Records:
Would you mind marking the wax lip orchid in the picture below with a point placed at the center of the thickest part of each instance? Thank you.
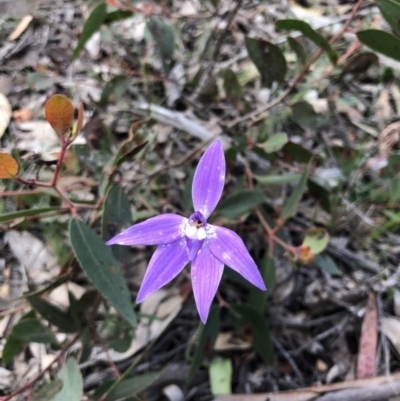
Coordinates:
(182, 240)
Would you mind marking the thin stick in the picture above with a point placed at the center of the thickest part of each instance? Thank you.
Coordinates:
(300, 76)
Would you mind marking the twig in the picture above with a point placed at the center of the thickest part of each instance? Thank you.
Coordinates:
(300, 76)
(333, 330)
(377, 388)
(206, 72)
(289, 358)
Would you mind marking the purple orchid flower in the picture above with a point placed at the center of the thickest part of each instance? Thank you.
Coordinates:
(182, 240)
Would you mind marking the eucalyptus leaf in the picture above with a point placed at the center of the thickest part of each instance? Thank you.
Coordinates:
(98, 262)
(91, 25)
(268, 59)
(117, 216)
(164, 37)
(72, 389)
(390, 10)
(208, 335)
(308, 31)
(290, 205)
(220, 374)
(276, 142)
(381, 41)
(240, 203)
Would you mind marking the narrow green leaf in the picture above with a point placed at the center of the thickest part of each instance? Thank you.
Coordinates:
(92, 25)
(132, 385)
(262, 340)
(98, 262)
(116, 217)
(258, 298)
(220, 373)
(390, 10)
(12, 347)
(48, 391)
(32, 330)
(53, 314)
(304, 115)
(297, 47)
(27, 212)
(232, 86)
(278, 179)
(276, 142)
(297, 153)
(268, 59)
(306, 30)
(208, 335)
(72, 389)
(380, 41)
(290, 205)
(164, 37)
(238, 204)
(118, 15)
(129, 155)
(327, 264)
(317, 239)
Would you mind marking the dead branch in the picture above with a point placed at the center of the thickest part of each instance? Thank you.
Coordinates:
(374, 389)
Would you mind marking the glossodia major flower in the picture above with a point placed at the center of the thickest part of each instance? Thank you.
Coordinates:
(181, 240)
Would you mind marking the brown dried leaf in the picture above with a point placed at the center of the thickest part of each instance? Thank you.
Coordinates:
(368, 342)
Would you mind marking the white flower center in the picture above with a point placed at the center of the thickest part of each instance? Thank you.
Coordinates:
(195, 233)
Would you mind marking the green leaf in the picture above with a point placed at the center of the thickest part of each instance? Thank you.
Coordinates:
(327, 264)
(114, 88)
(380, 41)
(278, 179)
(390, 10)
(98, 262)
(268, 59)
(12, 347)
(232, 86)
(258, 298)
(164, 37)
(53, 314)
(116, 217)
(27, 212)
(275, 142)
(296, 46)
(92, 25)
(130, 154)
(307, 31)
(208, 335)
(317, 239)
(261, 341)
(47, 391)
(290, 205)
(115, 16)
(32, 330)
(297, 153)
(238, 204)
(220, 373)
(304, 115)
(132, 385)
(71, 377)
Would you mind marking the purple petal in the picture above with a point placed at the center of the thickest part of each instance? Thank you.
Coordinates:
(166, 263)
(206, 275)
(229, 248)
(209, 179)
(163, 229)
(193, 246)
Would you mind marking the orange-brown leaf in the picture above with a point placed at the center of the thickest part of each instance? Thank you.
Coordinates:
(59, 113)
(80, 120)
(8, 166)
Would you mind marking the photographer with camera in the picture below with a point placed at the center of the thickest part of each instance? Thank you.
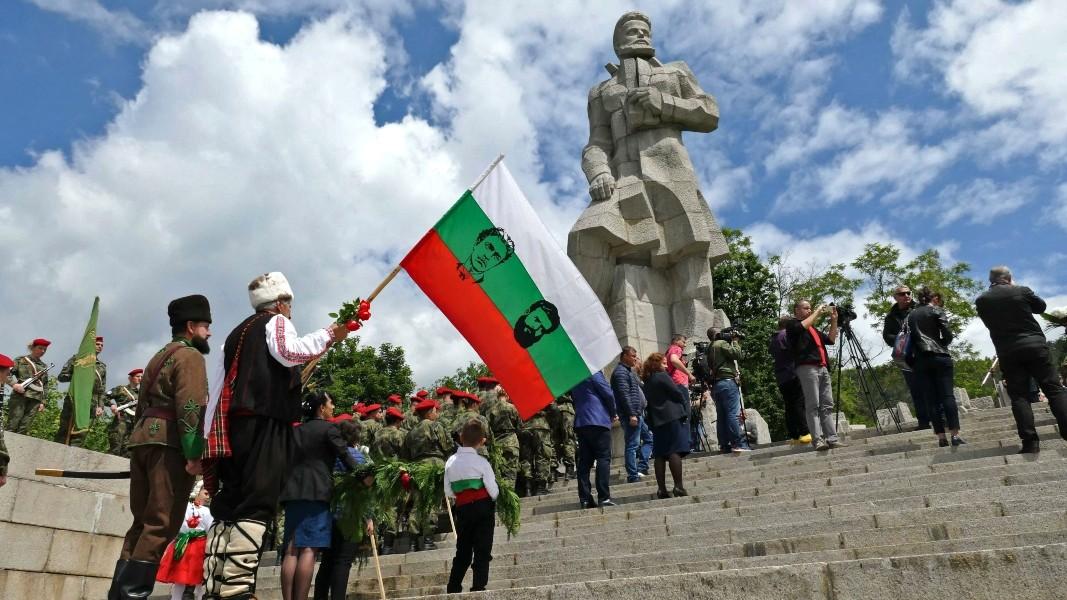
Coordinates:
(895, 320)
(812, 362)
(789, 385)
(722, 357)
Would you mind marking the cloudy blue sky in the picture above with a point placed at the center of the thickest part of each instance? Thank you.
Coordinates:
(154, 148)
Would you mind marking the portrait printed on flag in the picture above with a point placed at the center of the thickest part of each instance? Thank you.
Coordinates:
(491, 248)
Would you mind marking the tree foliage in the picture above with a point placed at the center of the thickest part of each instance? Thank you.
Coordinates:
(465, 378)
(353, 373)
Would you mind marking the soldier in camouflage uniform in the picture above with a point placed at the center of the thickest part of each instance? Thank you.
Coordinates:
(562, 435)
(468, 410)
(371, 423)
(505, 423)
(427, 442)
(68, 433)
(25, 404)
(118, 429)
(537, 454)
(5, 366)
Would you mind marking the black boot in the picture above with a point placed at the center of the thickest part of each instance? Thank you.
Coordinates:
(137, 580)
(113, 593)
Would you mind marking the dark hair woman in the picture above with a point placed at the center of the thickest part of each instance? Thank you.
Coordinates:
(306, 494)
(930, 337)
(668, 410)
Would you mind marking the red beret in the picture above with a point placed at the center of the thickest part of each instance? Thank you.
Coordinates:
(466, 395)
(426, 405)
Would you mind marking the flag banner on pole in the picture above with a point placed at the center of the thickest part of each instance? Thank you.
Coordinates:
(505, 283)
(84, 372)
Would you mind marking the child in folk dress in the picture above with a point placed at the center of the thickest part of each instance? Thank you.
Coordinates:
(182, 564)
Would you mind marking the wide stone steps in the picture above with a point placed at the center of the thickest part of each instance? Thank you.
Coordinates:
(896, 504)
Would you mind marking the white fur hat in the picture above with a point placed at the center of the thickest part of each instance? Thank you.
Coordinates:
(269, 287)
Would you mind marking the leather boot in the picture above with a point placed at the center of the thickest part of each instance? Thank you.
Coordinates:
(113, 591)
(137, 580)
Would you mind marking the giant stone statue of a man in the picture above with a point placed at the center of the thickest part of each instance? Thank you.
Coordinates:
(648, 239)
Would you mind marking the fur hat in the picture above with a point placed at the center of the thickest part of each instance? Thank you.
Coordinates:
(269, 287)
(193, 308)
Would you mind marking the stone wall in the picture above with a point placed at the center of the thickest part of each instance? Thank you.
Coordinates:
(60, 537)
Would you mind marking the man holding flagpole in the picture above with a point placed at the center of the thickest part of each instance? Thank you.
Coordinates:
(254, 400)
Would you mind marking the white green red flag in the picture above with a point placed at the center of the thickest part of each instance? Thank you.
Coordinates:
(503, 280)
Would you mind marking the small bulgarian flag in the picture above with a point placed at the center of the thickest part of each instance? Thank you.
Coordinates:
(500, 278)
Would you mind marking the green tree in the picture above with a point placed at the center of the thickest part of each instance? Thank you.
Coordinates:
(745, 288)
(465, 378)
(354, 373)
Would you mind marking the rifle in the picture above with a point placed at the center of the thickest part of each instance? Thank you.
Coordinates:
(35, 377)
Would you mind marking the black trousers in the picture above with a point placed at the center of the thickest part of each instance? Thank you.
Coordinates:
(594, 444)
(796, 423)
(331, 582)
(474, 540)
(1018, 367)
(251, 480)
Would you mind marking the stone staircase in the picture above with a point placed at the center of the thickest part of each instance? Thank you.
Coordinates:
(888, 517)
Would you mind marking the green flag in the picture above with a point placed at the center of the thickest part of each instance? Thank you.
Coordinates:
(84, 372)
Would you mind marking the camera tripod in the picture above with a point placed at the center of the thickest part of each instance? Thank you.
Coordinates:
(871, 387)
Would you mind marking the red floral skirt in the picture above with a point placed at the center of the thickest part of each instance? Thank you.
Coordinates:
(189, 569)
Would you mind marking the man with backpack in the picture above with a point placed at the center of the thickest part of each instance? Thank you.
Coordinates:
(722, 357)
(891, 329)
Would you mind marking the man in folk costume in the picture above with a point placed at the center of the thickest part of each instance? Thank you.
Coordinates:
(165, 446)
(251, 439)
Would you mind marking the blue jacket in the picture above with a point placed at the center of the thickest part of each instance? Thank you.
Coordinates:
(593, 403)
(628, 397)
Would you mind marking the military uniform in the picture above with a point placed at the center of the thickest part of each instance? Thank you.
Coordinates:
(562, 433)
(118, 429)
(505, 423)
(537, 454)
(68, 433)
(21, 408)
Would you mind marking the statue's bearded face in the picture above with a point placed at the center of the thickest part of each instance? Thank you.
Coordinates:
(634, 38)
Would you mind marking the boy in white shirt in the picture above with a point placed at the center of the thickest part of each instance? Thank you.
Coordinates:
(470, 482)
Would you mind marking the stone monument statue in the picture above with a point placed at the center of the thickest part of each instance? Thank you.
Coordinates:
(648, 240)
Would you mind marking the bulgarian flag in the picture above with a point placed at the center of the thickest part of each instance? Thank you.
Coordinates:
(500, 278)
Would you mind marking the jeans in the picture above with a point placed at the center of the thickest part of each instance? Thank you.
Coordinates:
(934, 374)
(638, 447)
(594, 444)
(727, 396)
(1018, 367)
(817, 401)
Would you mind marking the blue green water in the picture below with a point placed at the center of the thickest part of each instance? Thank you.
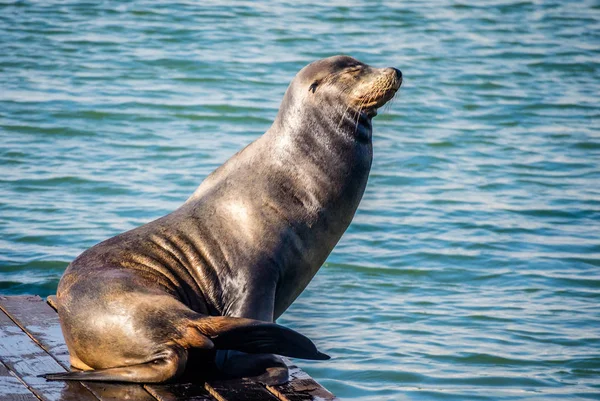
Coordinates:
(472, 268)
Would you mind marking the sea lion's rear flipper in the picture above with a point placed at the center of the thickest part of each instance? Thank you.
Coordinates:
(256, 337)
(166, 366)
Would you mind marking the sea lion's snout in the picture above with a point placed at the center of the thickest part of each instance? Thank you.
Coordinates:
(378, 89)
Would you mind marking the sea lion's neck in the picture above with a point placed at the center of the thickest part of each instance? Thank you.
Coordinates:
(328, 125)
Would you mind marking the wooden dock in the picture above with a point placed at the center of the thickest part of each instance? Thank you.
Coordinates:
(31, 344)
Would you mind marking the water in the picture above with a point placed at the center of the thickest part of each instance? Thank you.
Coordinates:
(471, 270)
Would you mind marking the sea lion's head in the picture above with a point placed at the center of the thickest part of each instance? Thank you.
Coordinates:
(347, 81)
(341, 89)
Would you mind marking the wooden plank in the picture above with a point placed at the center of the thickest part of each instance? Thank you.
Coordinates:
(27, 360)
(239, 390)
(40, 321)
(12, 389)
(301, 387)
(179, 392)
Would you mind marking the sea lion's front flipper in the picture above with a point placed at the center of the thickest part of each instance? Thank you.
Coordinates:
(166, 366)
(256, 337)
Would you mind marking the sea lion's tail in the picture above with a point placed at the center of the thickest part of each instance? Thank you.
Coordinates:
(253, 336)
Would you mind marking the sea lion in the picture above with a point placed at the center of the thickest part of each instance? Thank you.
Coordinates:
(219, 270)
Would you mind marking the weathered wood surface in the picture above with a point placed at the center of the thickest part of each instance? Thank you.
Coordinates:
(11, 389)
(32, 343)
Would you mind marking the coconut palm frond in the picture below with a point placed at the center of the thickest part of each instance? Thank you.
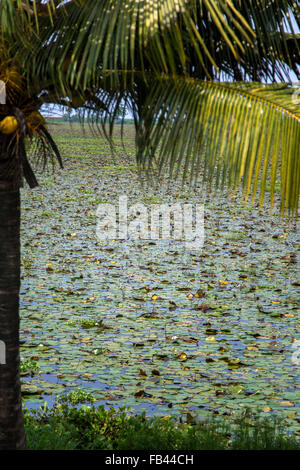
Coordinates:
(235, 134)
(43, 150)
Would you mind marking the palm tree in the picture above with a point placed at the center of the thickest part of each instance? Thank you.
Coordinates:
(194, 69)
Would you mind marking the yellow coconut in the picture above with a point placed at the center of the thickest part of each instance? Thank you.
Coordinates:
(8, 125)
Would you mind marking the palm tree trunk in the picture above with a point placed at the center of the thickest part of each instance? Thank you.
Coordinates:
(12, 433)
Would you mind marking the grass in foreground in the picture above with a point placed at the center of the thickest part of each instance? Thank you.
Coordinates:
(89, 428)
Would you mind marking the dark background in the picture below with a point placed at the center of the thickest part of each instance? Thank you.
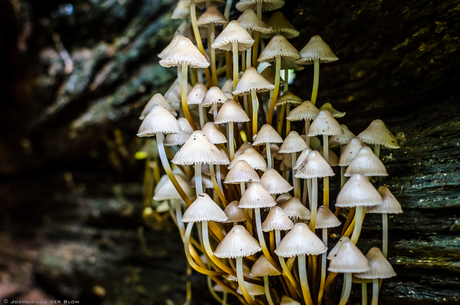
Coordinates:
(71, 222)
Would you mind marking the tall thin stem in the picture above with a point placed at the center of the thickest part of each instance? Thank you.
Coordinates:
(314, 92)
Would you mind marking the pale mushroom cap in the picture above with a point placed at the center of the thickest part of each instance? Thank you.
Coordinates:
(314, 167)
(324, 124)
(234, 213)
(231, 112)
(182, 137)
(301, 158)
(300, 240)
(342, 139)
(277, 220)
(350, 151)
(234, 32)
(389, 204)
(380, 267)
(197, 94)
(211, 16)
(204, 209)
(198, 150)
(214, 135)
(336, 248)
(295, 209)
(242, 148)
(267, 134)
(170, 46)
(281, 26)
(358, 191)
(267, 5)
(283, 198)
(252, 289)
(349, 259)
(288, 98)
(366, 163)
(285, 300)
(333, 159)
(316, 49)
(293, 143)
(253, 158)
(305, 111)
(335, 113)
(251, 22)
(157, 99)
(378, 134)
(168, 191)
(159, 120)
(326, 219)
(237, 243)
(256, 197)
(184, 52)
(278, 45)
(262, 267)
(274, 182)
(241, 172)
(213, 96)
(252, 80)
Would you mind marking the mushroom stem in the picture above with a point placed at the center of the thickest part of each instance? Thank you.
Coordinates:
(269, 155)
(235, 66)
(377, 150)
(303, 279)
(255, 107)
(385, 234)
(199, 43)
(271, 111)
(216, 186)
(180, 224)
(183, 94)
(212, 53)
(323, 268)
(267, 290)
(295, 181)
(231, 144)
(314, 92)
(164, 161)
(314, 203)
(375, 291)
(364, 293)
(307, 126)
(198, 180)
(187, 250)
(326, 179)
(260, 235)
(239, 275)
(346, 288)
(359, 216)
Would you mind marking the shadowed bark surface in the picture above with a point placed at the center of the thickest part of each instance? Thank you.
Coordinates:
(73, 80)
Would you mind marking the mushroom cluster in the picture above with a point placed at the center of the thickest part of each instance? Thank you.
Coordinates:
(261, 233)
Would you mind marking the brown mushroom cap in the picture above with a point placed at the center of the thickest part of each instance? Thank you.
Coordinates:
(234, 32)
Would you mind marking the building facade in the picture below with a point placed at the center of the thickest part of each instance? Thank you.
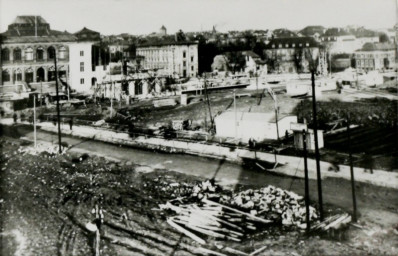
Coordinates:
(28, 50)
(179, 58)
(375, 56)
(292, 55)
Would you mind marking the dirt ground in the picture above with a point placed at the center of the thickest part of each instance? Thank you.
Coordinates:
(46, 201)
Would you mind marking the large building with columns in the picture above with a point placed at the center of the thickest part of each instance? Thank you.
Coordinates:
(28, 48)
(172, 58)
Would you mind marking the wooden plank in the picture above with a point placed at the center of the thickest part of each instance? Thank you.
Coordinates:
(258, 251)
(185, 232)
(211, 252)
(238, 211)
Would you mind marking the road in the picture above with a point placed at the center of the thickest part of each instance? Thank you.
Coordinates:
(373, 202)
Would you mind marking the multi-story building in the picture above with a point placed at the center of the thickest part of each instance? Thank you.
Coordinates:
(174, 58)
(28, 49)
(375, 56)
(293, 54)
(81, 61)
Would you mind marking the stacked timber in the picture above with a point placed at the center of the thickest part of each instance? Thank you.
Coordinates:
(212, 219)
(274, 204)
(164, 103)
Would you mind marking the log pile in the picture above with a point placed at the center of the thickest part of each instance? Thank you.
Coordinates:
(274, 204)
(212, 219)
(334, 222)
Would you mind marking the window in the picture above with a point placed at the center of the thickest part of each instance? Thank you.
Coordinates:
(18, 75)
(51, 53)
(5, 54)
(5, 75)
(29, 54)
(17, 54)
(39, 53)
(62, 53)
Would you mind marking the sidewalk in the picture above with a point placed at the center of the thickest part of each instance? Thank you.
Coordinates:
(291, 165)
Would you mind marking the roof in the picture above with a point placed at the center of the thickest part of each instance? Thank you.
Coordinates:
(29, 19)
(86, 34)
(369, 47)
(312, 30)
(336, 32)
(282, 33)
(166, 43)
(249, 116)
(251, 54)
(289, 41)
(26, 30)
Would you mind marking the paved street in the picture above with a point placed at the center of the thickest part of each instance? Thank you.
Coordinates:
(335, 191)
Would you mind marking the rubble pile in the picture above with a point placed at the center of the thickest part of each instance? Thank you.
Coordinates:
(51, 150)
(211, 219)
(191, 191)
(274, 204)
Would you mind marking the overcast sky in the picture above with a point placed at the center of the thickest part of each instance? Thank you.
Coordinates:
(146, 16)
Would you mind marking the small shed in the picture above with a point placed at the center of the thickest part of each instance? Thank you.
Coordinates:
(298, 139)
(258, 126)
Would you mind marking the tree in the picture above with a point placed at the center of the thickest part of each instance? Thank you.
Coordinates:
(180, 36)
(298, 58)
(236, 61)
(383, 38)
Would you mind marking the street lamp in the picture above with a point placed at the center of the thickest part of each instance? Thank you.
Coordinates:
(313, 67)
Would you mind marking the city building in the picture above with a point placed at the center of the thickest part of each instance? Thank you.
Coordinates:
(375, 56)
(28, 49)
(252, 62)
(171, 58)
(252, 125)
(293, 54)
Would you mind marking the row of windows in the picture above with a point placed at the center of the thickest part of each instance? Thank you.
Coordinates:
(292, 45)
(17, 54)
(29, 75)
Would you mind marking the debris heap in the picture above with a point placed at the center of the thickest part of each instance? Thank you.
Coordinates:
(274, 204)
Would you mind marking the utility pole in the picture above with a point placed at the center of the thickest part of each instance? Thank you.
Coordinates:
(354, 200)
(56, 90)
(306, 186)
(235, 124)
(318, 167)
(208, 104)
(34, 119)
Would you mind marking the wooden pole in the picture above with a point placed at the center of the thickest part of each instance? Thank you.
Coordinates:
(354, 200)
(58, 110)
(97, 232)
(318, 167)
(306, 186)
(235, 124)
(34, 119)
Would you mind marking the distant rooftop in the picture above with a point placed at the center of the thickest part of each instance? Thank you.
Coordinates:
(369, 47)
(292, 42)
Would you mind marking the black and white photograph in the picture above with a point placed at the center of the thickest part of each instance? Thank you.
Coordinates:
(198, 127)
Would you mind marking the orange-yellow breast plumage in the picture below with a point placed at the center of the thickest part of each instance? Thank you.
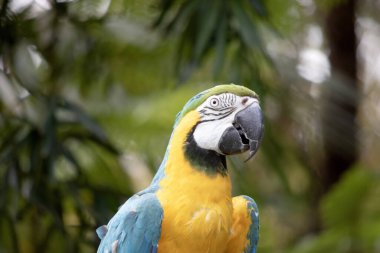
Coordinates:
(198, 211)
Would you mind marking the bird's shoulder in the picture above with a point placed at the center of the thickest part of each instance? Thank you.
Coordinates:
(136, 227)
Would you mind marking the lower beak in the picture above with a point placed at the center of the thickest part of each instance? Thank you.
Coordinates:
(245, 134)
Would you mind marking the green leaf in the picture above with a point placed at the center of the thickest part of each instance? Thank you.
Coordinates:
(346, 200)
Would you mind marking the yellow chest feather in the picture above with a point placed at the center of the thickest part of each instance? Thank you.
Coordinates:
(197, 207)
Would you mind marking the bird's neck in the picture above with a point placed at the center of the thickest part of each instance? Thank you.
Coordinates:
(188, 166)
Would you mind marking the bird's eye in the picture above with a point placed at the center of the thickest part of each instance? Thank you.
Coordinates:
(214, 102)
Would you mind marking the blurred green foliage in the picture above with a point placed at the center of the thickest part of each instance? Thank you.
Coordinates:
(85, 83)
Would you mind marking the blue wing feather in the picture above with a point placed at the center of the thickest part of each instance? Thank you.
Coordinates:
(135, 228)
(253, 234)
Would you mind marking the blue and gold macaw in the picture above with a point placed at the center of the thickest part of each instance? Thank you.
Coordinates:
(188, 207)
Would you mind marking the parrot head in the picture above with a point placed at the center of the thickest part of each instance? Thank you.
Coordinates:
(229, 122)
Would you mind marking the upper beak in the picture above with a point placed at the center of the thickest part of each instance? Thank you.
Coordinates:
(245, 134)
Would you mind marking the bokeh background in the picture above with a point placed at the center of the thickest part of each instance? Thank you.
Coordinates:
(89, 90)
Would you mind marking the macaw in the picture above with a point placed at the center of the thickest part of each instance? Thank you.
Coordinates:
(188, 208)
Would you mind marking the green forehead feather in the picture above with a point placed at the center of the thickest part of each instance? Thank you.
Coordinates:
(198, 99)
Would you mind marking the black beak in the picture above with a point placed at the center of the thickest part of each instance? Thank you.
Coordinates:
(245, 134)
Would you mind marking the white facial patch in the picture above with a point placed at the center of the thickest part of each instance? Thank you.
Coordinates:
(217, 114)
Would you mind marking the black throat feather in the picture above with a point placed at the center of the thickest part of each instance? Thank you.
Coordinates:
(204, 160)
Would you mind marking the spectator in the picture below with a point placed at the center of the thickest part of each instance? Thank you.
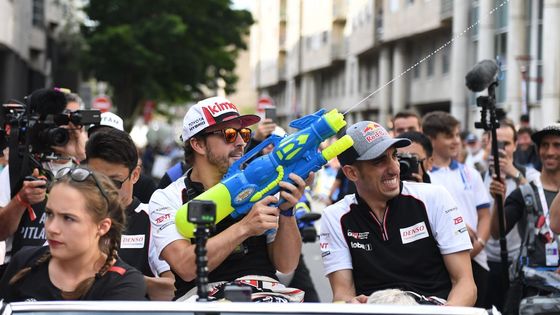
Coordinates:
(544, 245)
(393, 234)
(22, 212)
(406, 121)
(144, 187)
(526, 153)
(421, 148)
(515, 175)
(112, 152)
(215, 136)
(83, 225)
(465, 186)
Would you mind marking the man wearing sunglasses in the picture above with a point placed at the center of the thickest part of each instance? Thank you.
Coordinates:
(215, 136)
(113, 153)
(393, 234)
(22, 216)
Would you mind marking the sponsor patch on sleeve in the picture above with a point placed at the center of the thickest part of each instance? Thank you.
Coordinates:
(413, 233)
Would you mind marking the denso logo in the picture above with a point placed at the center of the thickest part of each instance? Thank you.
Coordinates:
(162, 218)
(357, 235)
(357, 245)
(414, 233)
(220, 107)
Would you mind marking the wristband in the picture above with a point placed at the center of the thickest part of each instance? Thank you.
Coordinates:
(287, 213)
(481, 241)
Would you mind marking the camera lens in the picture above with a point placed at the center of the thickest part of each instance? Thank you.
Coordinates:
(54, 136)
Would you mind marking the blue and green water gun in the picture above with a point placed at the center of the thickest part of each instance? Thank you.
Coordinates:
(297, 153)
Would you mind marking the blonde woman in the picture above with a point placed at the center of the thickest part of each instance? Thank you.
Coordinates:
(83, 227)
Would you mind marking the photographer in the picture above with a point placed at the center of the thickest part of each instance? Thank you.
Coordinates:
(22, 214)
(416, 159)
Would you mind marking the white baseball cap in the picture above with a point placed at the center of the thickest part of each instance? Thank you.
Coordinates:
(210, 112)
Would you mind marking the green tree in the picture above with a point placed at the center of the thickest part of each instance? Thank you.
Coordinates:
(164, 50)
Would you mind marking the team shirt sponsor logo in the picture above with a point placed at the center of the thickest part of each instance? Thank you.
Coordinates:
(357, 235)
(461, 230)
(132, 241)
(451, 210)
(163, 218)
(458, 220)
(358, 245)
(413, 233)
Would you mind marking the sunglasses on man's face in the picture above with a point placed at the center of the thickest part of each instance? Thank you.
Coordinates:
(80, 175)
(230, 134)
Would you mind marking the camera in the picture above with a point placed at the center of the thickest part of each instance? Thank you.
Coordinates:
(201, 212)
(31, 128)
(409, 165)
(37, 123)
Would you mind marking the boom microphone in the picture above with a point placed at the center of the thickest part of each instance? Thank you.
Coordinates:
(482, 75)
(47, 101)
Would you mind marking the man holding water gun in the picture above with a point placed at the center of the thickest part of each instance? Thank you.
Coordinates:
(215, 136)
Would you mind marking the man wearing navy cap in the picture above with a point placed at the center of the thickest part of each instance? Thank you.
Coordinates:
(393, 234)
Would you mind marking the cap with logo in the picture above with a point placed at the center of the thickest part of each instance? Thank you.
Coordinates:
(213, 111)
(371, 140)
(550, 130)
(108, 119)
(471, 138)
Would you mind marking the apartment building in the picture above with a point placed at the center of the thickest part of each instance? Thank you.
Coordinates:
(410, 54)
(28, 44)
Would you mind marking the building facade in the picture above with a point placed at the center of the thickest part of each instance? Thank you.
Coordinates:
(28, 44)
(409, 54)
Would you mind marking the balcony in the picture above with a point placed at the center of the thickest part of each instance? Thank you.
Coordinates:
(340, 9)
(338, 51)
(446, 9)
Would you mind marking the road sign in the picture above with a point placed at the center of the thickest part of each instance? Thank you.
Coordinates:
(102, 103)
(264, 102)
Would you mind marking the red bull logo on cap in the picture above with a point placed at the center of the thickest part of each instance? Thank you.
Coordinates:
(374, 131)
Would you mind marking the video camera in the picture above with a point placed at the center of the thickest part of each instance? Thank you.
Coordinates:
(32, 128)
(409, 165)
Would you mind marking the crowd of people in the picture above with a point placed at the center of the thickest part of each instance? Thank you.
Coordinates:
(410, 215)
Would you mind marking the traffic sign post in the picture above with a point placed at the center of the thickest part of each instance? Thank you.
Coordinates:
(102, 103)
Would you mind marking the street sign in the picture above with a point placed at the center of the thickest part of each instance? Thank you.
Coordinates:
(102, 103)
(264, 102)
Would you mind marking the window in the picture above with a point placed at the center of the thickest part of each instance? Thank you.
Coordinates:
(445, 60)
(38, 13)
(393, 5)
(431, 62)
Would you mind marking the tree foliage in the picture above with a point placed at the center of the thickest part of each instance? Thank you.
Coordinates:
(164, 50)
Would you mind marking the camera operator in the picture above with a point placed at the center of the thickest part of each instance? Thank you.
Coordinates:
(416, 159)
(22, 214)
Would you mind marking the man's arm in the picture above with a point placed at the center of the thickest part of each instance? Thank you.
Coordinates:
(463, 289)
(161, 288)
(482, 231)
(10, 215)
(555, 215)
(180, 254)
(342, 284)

* [Stated task]:
Starting from the line containing "Would you mind marking the traffic" and ending with the final line of the data, reproduce each line exactly as it appears, including no other lines.

* [Response for this exercise]:
Would you mind marking the traffic sign post in the picture above with a point placed at the center of the thickest part of each instance? Thank you.
Coordinates:
(102, 103)
Would you mind marking the street sign in the picture above with a point placed at the center of the thickest part of each instance? Thank you.
Coordinates:
(102, 103)
(264, 102)
Would you mind marking the window in the picture above with a point placed at the center of the thickest part of each instance? Thank you.
Coordinates:
(445, 60)
(38, 13)
(393, 5)
(431, 62)
Would you mind marking the tree foliage in the picture above with a point placed at the center of the thickest part of each instance? Thank you.
Coordinates:
(164, 50)
Would you mind marking the camera operator in the picture above with a point placed at the center of the thickest part of each instance? Thank you.
Coordinates:
(416, 159)
(22, 214)
Would you mind marking the man's arm in the picture above with a point placed at the center of the thickest part of each instance? Thank you.
Coordinates:
(463, 289)
(161, 288)
(482, 231)
(10, 215)
(555, 215)
(180, 254)
(342, 284)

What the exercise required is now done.